(Fragmento para leer):
Creer comporta un sacrificio, sí, pero un sacrificio de vida que en ningún caso justifica el sufrimiento y la muerte. El creyente camina en la presencia de Dios en el país de la vida; da igual que esa vida sea la del condenado a la pena capital o la del no nacido, la del que cada día hace frente al hambre, a las enfermedades incurables, a las guerras o a las inagotables tragedias y crueldades humanas convertidas en “reality shows” por los medios de comunicación.

 

No se trata tan solo de no atentar contra la vida de los otros, sino tampoco contra la nuestra. Dios no quiere nuestro sacrificio; no quiere nuestra muerte, sino nuestra vida. El Amor de Dios no es un amor que mata, sino que muere. Sólo Dios es capaz de este acto extremo de amor en la persona de su propio hijo, Jesucristo. Quizá el ejemplo de la paternidad o la maternidad sea el que, al menos en esta vida, mejor representa cómo es amor de Dios. Un buen padre o una buena madre sacrifican su vida por la de sus hijos; no podrían quedarse impávidos ante su sufrimiento; saben que si alguien ha de morir es el que da la vida, no el que la recibe, pues la vida siempre es un don que no nos pertenece.

 

De esta forma ni tan siquiera en nombre de Dios estamos legitimados para matar. Constituye todo un acto de cinismo e hipocresía asesinar justificándose en motivaciones religiosas o éticas; en el fondo se trata de una involución, una regresión a tiempos anteriores a Abraham. La religión no puede ser inhumana; pero sólo el que es más que hombre puede convertir su sacrificio en redentor; sólo Dios en Jesucristo es capaz de ofrecerse como víctima por todos, precisamente para que ninguno de nosotros tenga que volver a pasar por ese trance.

Entradas de datos extraídas:
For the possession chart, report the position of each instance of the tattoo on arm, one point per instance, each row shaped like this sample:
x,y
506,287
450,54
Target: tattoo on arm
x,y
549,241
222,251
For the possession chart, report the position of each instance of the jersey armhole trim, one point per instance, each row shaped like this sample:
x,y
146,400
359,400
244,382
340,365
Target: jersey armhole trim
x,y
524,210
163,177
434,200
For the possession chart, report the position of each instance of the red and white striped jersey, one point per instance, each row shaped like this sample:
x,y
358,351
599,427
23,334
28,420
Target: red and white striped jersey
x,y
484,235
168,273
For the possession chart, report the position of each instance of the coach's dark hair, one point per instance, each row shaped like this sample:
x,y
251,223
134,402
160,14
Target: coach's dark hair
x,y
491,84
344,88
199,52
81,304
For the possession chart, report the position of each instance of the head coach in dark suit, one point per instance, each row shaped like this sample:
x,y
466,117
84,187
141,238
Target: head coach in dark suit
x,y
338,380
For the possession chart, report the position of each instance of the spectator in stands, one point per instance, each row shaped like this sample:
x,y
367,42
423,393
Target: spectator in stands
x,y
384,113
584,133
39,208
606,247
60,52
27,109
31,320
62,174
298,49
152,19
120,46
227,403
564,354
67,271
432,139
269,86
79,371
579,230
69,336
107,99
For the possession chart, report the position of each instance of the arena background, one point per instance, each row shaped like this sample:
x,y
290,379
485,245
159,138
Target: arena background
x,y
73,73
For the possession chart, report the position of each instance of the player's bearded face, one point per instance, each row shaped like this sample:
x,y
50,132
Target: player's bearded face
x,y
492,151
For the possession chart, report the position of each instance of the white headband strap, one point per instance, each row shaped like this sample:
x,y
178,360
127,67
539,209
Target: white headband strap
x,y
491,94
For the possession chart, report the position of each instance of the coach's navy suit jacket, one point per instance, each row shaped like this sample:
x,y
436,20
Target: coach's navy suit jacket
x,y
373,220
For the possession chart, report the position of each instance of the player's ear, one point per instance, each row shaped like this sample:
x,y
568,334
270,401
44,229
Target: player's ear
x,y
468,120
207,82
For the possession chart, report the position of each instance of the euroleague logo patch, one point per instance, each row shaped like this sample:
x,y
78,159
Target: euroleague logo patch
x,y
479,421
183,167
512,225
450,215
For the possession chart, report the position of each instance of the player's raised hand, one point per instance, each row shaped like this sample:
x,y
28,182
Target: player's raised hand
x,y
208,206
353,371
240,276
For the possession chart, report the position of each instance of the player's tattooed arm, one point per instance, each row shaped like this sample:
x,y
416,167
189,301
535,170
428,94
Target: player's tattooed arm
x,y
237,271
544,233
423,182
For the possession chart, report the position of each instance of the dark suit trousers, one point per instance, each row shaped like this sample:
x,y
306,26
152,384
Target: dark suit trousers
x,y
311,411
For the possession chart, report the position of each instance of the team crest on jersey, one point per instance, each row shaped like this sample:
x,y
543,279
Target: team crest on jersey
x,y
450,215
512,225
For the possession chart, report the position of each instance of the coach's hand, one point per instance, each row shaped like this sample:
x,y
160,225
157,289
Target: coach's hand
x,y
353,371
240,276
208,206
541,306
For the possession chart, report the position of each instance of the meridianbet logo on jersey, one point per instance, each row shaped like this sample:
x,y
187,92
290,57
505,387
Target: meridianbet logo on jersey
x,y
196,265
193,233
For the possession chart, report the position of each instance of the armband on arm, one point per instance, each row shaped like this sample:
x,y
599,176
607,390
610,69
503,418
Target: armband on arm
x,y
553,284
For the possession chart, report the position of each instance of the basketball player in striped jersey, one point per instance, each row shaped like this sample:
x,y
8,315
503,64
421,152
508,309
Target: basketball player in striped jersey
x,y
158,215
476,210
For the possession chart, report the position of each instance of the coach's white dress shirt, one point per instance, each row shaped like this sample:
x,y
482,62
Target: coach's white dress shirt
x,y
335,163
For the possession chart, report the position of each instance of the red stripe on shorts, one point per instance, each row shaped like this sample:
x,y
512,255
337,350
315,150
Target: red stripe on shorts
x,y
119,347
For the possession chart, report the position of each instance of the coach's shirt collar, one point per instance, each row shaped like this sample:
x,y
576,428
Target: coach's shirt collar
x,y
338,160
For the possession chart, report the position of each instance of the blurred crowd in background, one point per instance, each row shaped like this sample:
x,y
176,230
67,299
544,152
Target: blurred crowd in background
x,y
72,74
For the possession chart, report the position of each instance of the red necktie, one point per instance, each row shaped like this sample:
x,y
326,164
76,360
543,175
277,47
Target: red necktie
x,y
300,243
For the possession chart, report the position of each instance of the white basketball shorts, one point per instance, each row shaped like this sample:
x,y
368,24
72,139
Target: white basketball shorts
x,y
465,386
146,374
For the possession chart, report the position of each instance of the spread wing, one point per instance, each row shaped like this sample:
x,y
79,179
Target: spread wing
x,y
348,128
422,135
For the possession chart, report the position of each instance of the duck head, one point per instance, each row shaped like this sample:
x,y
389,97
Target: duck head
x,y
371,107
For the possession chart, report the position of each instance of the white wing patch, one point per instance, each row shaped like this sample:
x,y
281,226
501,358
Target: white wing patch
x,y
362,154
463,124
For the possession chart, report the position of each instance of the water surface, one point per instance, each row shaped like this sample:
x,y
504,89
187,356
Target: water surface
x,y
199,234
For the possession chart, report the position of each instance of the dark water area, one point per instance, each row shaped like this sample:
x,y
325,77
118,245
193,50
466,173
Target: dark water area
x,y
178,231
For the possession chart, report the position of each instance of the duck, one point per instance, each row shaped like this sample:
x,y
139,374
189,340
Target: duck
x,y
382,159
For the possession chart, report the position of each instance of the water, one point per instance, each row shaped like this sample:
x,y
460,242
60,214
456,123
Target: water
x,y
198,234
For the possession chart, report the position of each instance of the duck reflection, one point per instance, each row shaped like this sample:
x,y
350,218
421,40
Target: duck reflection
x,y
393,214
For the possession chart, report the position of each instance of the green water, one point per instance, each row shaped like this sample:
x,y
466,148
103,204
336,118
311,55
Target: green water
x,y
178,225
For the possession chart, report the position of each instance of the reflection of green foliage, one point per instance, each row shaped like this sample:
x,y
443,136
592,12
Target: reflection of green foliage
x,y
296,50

--

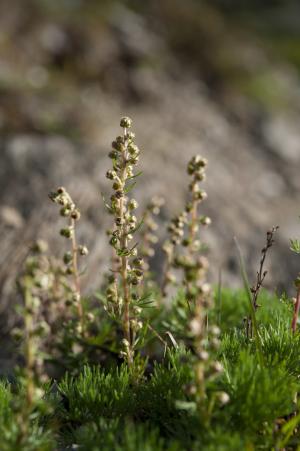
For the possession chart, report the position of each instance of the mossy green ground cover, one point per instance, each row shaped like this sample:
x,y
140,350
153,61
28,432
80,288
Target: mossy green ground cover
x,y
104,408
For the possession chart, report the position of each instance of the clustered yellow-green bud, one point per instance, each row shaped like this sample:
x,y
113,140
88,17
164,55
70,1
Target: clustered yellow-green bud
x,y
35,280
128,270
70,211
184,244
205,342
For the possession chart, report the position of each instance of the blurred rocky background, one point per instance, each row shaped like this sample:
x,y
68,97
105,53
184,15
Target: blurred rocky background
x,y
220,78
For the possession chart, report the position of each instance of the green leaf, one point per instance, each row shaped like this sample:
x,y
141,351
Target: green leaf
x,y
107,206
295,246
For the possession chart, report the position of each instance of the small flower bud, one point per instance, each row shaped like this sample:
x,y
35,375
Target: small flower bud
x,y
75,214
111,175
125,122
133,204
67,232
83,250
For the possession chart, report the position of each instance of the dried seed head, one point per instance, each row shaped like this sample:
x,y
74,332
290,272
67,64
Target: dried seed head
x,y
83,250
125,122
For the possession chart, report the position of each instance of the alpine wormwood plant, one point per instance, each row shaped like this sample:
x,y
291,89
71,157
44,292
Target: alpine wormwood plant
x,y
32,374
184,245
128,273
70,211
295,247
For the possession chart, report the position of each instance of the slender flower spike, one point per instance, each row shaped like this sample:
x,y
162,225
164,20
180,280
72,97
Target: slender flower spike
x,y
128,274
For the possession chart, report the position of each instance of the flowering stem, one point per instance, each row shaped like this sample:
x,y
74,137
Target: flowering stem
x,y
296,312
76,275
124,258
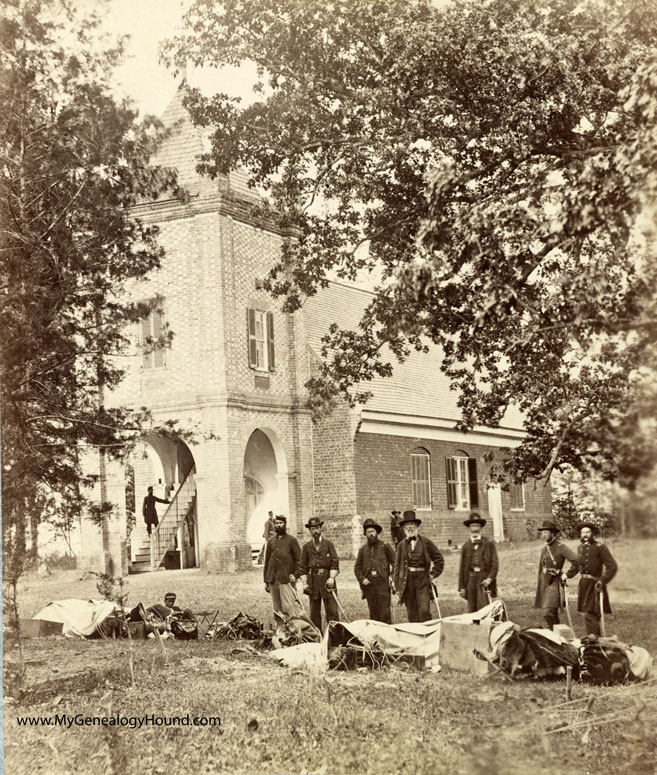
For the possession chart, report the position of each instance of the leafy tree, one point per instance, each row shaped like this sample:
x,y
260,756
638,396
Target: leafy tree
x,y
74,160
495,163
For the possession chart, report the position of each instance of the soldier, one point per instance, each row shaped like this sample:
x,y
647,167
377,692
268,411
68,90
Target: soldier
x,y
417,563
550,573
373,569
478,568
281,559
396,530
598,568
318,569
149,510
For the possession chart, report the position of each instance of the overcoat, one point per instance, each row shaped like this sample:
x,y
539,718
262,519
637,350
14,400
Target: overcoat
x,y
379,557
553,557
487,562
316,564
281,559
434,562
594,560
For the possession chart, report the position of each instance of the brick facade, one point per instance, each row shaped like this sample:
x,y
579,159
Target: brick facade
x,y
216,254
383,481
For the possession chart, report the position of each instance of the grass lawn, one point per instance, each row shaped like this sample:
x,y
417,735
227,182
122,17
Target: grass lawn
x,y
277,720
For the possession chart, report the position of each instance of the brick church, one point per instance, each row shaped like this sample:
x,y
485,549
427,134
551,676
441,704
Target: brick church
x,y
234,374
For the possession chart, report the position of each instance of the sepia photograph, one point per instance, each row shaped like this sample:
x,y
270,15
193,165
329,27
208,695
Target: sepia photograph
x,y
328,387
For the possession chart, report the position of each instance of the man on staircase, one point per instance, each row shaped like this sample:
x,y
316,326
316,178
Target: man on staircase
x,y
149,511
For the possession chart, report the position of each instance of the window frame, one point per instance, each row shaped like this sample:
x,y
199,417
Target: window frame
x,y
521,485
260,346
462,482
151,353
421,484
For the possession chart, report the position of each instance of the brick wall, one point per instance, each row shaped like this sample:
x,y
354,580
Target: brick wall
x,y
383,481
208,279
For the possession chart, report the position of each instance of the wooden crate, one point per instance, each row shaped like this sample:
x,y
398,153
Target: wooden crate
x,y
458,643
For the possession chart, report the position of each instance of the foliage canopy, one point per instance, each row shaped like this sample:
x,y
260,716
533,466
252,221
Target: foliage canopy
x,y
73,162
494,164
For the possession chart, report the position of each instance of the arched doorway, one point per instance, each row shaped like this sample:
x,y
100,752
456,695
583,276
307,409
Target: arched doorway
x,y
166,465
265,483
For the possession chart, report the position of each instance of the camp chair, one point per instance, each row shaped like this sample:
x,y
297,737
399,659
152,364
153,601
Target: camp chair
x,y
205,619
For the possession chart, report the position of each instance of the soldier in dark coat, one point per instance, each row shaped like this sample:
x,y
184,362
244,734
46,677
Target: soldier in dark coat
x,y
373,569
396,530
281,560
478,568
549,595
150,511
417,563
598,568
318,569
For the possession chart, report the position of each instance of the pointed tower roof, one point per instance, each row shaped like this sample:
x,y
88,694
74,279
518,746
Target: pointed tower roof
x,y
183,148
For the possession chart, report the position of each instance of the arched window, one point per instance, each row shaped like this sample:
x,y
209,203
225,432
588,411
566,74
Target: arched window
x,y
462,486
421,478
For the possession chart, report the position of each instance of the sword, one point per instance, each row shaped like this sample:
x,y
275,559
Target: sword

(Preguntas del ejercicio):
- A) Reescribe en forma de lista el párrafo del fragmento sobre el sacrificio que empieza con "No se trata tan solo de no atentar", sin perder sus ideas principales.
- B) Según el fragmento sobre el sacrificio, ¿qué ejemplo es quizá el que mejor representa, al menos en esta vida, el amor de Dios?
- C) Continúa, por favor, el fragmento sobre el sacrificio a partir de su última oración.
Las líneas son un material aparte, sin relación con el fragmento.

(Respuestas del ejercicio):
- A)
- No basta con no atentar contra la vida de los otros; tampoco hay que atentar contra la propia.
- Dios no quiere nuestro sacrificio ni nuestra muerte, sino nuestra vida.
- El Amor de Dios no mata, sino que muere.
- Solo Dios es capaz de este acto extremo de amor, en la persona de su hijo Jesucristo.
- La paternidad o la maternidad quizá sea el ejemplo que mejor lo representa en esta vida.
- Un buen padre o una buena madre sacrifican su vida por la de sus hijos y no pueden quedarse impávidos ante su sufrimiento.
- Saben que, si alguien ha de morir, es quien da la vida y no quien la recibe, porque la vida es un don que no nos pertenece.

- B) El de la paternidad o la maternidad.

- C)
Así, toda injusticia de este mundo encuentra respuesta en la injusticia que sufre Jesucristo, una respuesta que no se queda en la muerte sino en la resurrección a una vida eterna, donde ya no habrá que soportar más sacrificios ni injusticias inútiles.

 

Tal experiencia de gloria sólo podemos tenerla en este mundo de una forma “transfigurada”. Lo que más se aproxima a ello es la experiencia mística, la unión profunda con Dios a través de la oración y la contemplación. Esta es la experiencia de Santiago, Juan y Pedro. Al igual que ellos, esta experiencia puede ser también la nuestra, pues todos estamos invitados a subir al Tabor para encontrar allí un anticipo de la verdadera identidad de Jesús de Nazaret.

 

La experiencia del Tabor, como toda experiencia mística, está por encima de las religiones y de los tiempos. Por ello aparece en el antiguo testamento como parte de la “visión” en las figuras de Moisés y Elías como representantes de la ley y los profetas, los dos grandes pilares de la fe judía. Así, la fe del Antiguo Testamento abre la fe el Nuevo, en las personas de los apóstoles que por un instante contemplan la Gloria de Dios.

 

Esta experiencia ha de ser breve dada su intensidad. Tal es su fulgor que en los humanos sólo puede causar miedo, a la vez que un deseo irrefrenable de seguridad. Pedro, siempre trasparente, habla con toda razón: quiere construir tres tiendas para capturar ese momento mágico; en el fondo Pedro representa a la humanidad temblorosa ante lo que le sobrepasa, respondiendo con un intento de acaparar el misterio en nuestras pequeñas chozas, llámense dogmas, catedrales, potestades, reglas o tratamientos honoríficos. Detrás de la estructuración de la religión siempre hay una experiencia religiosa, eso nadie lo duda. Pero tal experiencia, a la vez que activa lo más grande del ser humano, también infunde temor, y el temor es un arma de doble filo porque siempre puede llevar a fortificar las religiones tratando de acaparar a Dios en lugar de bajar con él de las montañas, por muy “místicas” que sean, al barro donde sucede la historia.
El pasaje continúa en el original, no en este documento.